**HOW TO COMPLETE THIS TASK**
Please repeat the line that contains "Identify every instance of the low" and every line after it, exactly, through the end of the records.

**EXERCISE MATERIAL**
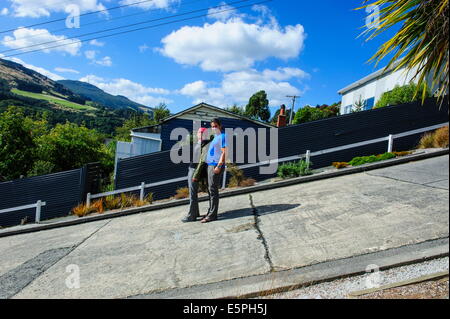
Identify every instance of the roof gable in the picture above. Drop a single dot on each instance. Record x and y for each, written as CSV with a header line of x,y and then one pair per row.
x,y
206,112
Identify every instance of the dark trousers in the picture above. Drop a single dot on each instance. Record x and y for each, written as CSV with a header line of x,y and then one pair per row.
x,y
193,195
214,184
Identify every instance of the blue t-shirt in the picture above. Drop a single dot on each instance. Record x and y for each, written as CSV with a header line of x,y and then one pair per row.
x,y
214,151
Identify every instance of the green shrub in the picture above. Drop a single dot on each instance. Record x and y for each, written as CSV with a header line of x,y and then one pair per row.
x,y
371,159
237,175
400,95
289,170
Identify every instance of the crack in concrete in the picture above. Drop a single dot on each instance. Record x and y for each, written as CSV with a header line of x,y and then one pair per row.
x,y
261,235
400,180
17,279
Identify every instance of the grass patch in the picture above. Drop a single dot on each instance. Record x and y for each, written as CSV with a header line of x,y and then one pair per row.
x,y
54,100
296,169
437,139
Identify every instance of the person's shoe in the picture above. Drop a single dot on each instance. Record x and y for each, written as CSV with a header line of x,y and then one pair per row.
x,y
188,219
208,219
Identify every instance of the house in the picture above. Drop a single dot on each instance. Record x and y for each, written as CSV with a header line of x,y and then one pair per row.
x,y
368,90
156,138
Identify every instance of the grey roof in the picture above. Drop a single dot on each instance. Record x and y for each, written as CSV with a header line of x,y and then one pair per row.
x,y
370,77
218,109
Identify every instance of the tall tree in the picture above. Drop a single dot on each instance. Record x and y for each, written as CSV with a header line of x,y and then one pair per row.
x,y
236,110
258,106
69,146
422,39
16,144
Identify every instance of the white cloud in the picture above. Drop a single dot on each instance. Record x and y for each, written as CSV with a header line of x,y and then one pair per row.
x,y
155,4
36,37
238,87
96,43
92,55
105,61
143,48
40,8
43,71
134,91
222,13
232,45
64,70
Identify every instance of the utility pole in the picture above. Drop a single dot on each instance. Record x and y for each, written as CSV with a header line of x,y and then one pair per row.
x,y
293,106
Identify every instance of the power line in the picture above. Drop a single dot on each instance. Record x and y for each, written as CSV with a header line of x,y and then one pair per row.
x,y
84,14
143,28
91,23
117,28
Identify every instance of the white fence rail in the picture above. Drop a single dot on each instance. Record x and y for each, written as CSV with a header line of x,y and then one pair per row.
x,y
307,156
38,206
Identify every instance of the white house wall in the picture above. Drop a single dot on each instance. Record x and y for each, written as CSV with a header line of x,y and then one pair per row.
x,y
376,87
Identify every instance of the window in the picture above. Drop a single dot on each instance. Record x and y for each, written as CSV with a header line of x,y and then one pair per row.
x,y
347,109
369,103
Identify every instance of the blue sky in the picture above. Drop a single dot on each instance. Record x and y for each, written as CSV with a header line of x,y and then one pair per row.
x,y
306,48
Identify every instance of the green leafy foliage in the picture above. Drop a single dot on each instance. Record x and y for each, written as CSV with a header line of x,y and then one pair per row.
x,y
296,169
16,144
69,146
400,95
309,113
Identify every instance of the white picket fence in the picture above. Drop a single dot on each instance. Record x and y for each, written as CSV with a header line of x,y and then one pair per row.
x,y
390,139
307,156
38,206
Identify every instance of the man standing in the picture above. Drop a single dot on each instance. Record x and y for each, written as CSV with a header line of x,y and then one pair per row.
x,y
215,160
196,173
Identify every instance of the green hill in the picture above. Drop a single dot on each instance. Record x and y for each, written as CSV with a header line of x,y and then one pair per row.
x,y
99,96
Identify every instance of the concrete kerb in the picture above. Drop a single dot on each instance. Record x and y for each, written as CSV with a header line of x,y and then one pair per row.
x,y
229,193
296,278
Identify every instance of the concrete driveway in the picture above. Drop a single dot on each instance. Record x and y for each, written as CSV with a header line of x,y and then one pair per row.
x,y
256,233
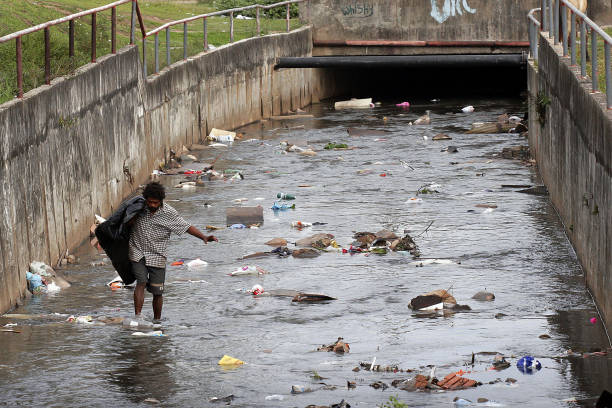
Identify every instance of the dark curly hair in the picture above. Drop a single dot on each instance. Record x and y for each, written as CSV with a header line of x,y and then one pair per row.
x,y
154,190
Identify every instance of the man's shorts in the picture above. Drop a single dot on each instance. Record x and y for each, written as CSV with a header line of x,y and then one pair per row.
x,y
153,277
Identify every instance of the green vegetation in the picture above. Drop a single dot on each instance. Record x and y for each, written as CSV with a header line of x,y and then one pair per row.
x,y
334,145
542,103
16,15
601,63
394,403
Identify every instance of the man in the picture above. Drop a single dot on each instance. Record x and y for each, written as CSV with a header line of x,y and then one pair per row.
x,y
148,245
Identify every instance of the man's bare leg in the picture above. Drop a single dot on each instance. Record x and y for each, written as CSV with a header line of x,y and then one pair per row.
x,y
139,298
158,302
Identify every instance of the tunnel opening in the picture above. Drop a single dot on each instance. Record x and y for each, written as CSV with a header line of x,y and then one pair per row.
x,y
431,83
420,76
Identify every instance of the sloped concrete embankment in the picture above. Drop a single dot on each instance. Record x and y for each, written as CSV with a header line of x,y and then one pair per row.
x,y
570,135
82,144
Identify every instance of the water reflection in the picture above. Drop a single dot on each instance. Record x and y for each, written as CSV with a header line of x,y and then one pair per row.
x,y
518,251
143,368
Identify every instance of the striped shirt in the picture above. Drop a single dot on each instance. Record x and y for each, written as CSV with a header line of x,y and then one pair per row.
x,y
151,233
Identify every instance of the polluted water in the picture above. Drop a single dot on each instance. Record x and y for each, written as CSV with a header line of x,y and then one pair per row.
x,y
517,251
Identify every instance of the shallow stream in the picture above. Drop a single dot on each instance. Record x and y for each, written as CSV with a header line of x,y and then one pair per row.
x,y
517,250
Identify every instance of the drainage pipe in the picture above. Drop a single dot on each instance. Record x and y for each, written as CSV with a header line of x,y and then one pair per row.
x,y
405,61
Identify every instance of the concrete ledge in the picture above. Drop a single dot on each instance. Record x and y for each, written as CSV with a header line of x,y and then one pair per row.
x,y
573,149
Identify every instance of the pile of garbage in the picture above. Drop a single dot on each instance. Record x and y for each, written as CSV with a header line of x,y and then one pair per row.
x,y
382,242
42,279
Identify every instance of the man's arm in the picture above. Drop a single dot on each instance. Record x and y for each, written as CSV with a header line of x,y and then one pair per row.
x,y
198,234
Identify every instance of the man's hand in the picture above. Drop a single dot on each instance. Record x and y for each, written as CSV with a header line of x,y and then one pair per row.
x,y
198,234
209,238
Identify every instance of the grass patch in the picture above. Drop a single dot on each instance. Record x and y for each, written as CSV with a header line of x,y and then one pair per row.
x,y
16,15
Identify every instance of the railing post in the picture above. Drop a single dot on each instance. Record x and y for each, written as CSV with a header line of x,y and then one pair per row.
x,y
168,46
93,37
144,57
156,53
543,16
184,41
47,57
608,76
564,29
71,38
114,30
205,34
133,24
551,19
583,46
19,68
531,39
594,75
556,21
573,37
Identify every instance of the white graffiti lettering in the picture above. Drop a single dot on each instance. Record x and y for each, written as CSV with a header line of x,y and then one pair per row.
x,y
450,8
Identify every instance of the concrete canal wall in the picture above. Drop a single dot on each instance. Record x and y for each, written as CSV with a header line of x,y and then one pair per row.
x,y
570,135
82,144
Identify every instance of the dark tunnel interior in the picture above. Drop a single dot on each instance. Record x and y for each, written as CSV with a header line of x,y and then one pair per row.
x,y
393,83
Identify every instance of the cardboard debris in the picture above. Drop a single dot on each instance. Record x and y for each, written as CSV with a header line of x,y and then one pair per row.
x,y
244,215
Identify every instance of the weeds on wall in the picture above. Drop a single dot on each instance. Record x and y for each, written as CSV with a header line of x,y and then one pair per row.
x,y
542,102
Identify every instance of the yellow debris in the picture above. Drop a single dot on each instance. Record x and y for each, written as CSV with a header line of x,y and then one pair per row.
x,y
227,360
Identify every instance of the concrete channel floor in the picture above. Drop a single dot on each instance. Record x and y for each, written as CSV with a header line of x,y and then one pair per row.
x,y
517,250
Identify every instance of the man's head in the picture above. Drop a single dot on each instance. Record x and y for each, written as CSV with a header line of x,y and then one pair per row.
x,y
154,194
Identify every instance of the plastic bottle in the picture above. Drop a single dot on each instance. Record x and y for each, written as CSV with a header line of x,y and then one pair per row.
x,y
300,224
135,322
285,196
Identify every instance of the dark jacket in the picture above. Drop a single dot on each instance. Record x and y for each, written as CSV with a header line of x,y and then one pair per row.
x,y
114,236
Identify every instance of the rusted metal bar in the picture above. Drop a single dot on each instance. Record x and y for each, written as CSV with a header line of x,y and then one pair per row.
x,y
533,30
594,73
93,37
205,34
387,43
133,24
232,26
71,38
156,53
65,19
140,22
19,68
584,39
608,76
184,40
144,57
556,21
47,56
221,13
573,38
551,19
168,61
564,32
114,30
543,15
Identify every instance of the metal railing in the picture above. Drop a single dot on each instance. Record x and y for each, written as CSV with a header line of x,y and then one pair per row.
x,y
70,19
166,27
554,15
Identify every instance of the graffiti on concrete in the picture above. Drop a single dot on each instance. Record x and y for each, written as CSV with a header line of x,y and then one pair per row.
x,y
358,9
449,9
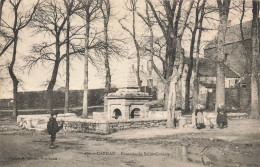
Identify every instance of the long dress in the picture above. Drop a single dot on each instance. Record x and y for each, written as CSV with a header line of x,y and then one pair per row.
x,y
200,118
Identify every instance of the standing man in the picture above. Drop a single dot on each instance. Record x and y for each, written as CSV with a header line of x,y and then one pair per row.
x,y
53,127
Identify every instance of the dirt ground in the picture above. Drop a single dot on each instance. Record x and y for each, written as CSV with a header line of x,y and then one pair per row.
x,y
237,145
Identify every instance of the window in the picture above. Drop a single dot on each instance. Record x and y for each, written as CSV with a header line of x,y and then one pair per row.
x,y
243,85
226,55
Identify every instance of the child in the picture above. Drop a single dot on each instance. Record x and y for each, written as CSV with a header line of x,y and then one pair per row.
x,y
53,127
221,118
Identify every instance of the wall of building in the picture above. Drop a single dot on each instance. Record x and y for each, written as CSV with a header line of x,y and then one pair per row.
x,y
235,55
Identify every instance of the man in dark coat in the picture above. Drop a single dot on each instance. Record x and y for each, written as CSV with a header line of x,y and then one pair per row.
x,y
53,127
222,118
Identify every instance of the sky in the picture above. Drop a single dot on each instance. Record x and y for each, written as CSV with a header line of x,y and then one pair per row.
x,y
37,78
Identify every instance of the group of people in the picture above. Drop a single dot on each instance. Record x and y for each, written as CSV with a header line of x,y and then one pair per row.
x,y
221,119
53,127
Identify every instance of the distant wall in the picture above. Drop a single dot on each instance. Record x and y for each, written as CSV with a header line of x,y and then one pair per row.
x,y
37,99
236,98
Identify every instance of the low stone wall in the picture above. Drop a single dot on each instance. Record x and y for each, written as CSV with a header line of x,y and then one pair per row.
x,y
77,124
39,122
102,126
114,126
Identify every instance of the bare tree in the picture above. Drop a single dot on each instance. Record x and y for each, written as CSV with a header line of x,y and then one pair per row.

**SOLVED EXERCISE**
Identify every instance of the low stone wall in the picture above. Drop a single dot on each instance. Record x and y for each, written as CSV with a header line of x,y and then one pair per row.
x,y
77,124
39,122
102,126
114,126
Identify every instance of the bare tree in the picture above. Drop a single dot on each instance. Record x and y for each, written as CSV with a header line of x,y and then one pair per row.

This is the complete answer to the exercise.